_Written problem:_ Transcribe exactly the lines from the one holding "For practice, label the lamp" to the end of the data below, including both of those lines and no others.
[Start Supplied records]
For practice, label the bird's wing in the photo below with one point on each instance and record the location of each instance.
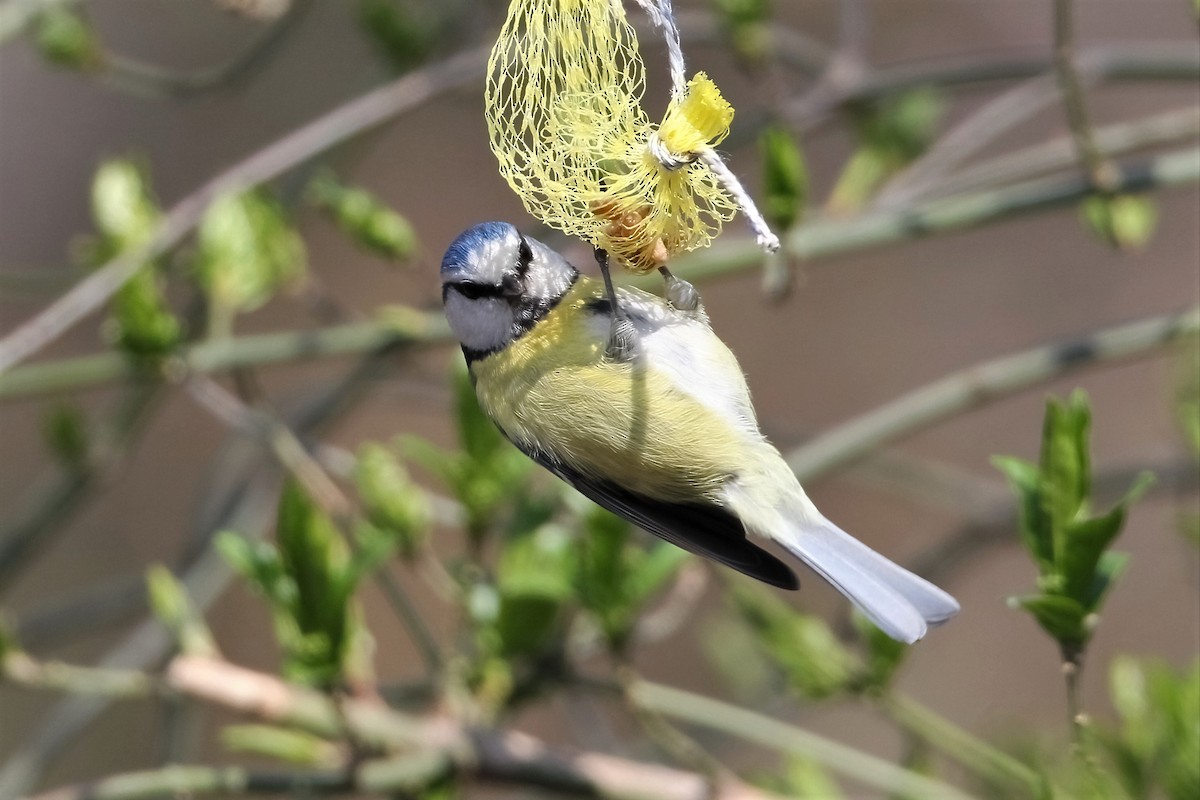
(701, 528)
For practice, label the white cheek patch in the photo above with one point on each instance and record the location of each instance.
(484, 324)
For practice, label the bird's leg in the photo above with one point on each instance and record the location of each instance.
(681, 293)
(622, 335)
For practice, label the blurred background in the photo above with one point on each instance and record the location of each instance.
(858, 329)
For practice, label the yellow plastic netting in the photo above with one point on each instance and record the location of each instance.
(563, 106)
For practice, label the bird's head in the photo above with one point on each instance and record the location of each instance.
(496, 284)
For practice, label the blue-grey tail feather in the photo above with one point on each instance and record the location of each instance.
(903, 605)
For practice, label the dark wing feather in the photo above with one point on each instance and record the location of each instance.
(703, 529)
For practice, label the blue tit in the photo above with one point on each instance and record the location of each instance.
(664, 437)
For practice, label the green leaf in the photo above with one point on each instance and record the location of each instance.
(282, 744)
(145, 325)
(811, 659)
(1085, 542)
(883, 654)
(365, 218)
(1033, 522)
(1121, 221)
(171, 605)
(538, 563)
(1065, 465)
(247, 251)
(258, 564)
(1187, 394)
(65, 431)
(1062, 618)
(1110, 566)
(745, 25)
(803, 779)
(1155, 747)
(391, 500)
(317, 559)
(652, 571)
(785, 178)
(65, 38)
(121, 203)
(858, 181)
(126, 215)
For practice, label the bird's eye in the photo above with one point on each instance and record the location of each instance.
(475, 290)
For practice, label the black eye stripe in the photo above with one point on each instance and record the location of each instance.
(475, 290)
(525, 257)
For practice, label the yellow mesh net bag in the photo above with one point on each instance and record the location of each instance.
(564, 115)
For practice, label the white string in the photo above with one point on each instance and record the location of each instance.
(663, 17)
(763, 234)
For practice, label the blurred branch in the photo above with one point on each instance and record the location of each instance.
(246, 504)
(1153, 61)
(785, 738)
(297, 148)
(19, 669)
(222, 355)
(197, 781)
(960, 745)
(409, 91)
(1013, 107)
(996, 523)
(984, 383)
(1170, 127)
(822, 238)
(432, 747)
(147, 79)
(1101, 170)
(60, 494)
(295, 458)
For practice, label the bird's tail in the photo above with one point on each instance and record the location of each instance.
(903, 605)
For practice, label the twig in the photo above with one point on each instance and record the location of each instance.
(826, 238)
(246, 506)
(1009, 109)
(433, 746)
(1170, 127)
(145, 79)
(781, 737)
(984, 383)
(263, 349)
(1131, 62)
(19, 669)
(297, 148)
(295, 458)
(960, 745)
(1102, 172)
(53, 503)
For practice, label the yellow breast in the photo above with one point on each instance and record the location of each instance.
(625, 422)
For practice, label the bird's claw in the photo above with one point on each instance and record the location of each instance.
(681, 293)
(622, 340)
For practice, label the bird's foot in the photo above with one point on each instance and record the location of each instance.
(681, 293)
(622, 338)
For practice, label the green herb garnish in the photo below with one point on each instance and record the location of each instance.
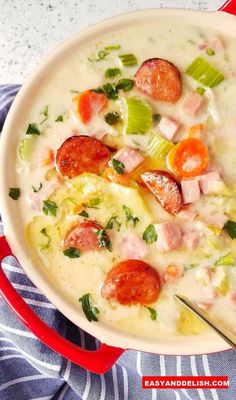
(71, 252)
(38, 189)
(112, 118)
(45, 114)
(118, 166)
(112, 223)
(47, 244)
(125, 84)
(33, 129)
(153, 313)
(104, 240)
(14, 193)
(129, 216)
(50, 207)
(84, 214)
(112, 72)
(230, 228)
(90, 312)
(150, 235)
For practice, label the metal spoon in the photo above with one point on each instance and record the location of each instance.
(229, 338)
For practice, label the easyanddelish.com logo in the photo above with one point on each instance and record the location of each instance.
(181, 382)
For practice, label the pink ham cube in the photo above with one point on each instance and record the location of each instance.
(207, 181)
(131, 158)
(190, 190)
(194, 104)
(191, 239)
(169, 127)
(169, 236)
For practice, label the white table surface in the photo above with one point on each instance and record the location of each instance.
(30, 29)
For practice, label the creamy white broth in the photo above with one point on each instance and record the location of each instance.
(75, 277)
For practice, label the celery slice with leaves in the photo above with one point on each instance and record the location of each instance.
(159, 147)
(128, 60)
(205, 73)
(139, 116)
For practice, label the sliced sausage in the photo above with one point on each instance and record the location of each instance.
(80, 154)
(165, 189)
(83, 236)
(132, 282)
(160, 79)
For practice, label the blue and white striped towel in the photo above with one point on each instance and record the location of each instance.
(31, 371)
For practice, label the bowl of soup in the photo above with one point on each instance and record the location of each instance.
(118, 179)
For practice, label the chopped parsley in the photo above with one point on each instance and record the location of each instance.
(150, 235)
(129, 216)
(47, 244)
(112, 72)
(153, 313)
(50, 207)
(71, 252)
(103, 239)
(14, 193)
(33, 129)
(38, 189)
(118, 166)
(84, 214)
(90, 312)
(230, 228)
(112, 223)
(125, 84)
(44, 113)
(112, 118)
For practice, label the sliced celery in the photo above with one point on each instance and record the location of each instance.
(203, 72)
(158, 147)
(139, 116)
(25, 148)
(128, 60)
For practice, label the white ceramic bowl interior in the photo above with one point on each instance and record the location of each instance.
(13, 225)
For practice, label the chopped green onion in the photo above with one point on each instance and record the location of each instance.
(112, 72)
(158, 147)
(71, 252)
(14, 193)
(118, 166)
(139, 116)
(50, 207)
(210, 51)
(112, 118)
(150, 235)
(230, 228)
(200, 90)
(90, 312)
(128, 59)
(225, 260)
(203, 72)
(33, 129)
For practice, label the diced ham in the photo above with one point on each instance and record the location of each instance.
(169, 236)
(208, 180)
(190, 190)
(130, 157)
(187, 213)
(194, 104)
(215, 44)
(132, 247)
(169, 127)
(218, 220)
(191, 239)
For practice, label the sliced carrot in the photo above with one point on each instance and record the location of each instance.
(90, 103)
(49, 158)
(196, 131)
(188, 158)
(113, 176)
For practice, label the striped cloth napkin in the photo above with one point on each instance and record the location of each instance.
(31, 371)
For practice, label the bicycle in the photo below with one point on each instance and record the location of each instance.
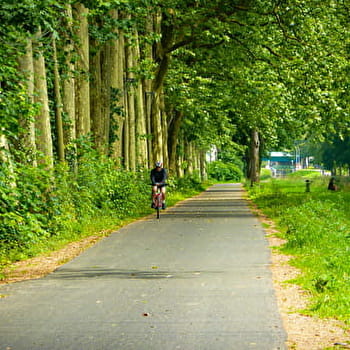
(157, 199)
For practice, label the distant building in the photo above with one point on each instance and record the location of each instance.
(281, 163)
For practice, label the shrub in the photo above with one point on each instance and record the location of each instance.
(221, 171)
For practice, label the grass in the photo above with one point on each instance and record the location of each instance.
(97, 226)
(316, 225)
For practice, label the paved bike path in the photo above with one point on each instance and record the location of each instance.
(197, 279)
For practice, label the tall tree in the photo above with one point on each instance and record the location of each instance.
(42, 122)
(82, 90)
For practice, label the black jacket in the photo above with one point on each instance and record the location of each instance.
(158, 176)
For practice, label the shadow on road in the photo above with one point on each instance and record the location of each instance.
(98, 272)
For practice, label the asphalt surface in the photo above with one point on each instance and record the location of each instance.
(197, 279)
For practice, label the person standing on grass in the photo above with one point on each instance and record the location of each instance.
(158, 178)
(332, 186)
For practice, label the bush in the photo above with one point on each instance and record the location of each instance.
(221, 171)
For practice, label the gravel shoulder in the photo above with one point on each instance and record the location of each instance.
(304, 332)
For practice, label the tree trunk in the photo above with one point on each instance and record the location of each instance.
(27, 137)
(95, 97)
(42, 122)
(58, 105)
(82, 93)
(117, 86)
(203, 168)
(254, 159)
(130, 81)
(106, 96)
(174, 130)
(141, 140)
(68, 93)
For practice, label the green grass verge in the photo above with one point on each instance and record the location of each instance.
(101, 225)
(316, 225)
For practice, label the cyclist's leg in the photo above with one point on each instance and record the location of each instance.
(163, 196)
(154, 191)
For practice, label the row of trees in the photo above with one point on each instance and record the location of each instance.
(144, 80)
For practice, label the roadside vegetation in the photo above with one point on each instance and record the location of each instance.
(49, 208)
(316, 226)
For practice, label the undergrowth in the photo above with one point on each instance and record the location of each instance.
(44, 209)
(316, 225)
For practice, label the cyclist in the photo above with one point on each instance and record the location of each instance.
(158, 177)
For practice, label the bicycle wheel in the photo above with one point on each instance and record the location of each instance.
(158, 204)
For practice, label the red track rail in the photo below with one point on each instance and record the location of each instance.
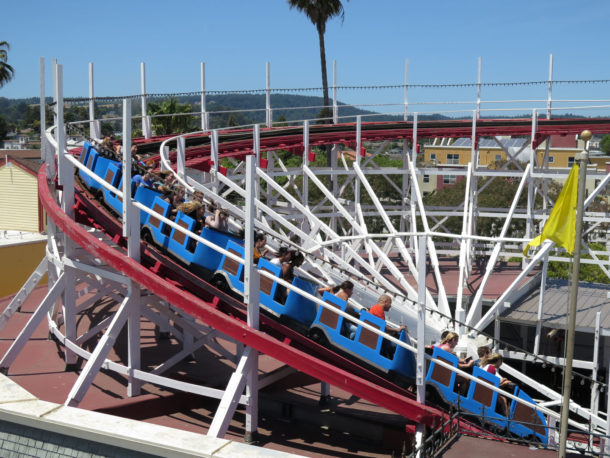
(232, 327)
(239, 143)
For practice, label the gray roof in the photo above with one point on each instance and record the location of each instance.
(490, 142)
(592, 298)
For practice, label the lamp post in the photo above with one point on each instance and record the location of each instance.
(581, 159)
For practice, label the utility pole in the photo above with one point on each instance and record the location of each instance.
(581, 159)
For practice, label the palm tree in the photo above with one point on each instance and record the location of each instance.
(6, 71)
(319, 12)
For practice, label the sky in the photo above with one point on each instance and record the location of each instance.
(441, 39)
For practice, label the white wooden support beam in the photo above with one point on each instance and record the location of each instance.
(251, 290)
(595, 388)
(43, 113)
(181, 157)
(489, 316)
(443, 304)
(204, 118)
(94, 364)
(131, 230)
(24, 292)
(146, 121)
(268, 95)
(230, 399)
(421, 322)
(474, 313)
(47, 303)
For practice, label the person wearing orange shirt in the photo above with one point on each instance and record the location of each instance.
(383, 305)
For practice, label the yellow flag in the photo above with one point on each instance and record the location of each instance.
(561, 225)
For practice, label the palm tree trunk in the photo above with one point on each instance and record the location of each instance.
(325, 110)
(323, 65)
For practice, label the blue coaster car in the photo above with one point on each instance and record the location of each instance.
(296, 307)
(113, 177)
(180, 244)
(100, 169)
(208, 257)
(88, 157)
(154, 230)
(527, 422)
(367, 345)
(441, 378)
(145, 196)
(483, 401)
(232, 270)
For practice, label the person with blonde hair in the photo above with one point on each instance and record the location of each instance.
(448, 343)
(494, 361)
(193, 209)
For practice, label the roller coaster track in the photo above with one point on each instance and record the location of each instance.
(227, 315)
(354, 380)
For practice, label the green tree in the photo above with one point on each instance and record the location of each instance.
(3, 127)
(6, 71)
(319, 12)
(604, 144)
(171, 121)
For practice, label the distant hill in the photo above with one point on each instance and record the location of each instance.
[End Supplied records]
_Written solution:_
For practice, label the lamp post in the photo above with one point on each instance and record the location of each instance.
(581, 159)
For practice, label the utility pole in the photo above with one point on each instance and record the location of each instance.
(581, 159)
For practice, label the palm tree in the photo above with one point on each instance and record the location of each instance.
(6, 71)
(319, 12)
For practice, label the sky in the photo above with one point on each instance and record the location of each instance.
(441, 39)
For practice, label the white wooden support beam in the photo above with one point on each instance and record the location of each instance.
(251, 290)
(595, 388)
(43, 113)
(181, 157)
(489, 316)
(443, 304)
(204, 118)
(94, 364)
(131, 230)
(24, 292)
(146, 121)
(268, 95)
(230, 399)
(421, 322)
(474, 313)
(47, 303)
For practice, label the person wearing orange shirt in the photo above with one point on each instance and record the location of each instance.
(383, 305)
For practice, label the yellow flag in the photo above with one point on each instance and record the location of each instance.
(561, 225)
For practice, label the palm tree trunk in the photo above with one point on each instance and record the location of each instance.
(325, 110)
(323, 65)
For practice, label the blue coaster car in the photo above with one point on each instance and record the location of each instance.
(296, 307)
(113, 177)
(180, 244)
(100, 169)
(208, 257)
(88, 157)
(154, 230)
(527, 422)
(367, 345)
(441, 378)
(145, 196)
(483, 401)
(232, 270)
For practice, label the person with blonde hair in the photo above with one point on each instance and record the location of each instance.
(448, 343)
(494, 361)
(193, 209)
For practice, label the roller coaster track in the photo above with one point on each instance and record the location of each instance.
(227, 315)
(354, 380)
For practice, label the green tree in the photo above with one point on each instance and record the location of each instance.
(3, 127)
(6, 71)
(319, 12)
(604, 144)
(171, 121)
For practice, label the distant hill in the photo above with one point on each instance and record the location of each instance.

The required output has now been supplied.